» TASK ITEM: In the entries below, find the line with "</instance>" and the line with "rough mask: <svg". Reproduce those two lines and every line between them exactly, and nothing more.

Collected data
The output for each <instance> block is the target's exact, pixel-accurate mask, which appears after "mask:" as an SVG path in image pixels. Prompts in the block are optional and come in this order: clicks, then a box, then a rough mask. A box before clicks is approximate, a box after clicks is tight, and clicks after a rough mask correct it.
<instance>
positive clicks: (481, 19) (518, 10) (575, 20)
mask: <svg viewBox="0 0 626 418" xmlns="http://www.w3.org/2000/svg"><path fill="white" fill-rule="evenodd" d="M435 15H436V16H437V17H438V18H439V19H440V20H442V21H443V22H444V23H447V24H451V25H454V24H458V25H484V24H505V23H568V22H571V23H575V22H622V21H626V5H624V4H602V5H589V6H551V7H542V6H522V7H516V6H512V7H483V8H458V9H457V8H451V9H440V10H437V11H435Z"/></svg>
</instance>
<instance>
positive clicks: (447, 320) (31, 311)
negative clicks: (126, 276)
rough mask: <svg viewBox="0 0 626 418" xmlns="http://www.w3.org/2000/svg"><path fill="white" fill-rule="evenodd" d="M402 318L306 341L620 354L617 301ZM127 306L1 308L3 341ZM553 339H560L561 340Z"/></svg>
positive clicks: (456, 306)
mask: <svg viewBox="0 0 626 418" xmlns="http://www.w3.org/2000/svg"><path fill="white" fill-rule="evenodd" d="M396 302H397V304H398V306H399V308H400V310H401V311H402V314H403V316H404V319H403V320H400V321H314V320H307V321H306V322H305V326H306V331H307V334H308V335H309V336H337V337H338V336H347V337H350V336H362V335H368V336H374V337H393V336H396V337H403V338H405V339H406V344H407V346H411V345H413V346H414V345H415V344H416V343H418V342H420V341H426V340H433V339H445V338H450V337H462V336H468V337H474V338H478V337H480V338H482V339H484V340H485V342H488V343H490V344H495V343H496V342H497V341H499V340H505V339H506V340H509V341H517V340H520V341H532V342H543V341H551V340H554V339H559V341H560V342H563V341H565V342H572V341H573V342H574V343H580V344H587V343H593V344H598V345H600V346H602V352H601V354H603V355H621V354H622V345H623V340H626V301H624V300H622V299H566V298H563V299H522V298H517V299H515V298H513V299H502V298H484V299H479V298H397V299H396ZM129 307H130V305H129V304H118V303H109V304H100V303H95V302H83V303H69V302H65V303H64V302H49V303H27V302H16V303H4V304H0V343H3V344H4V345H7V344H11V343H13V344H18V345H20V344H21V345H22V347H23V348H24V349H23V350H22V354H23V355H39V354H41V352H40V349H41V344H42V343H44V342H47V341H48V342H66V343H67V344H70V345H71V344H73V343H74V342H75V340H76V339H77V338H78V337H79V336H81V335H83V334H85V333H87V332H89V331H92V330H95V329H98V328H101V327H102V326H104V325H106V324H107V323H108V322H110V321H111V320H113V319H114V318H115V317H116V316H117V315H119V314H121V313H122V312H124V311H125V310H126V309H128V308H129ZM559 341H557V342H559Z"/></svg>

» EXPECTED ANSWER:
</instance>
<instance>
positive clicks: (447, 320) (31, 311)
negative clicks: (126, 276)
rough mask: <svg viewBox="0 0 626 418" xmlns="http://www.w3.org/2000/svg"><path fill="white" fill-rule="evenodd" d="M402 318L306 341L620 354L617 301ZM127 306L1 308L3 341ZM553 339H560L561 340Z"/></svg>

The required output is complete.